● **Work instructions**
Count the lines in the records below that contain the word "tree". Give only the number.

● **Listed entries**

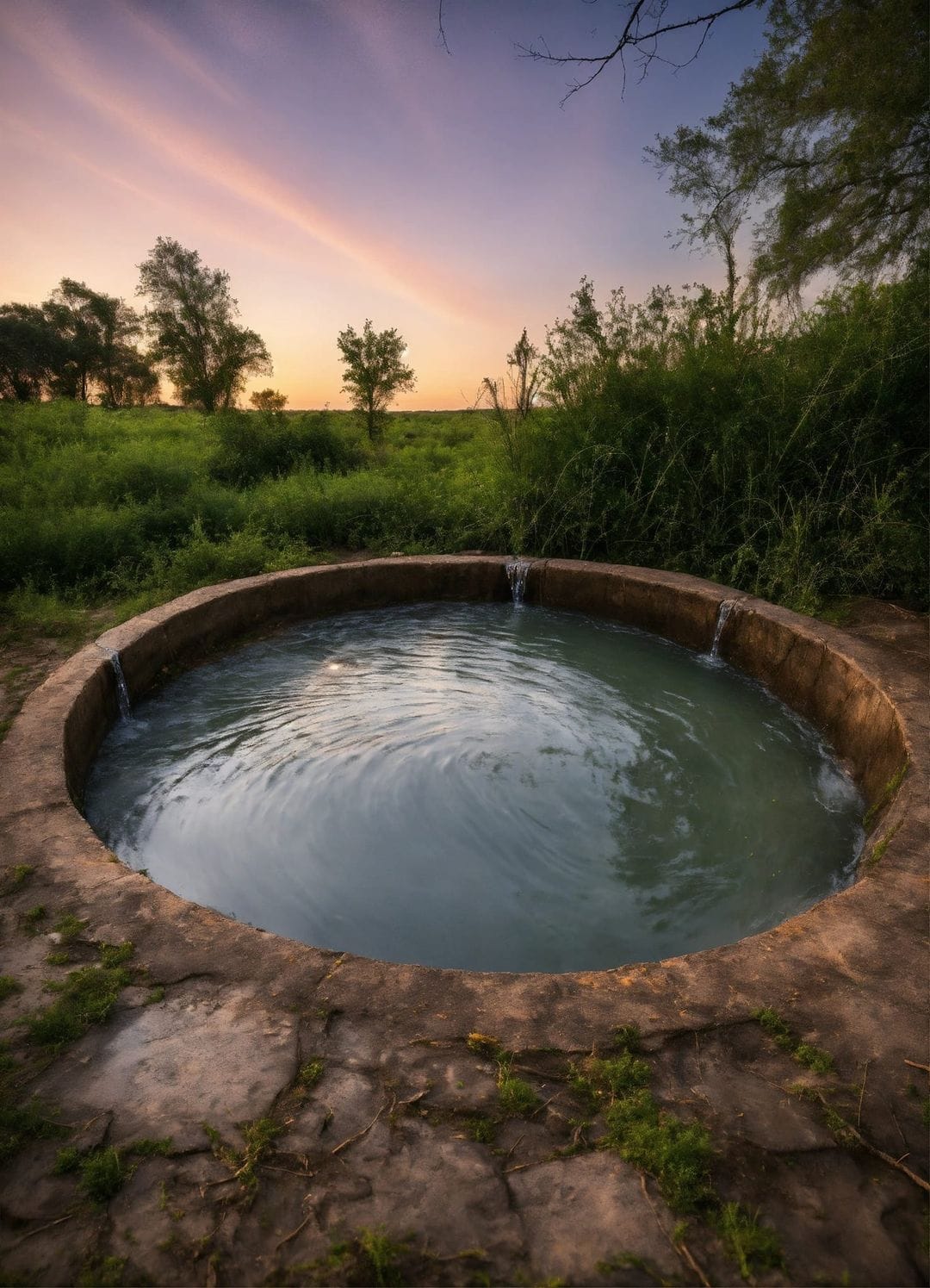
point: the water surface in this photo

--

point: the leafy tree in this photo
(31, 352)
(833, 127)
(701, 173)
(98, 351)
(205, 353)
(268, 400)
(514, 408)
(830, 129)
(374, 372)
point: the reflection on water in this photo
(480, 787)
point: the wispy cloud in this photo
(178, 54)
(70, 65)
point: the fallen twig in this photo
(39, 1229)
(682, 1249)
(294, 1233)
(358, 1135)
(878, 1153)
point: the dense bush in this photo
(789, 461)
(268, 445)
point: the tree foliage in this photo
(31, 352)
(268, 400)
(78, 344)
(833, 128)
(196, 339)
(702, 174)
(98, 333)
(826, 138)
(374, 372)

● **Written reply**
2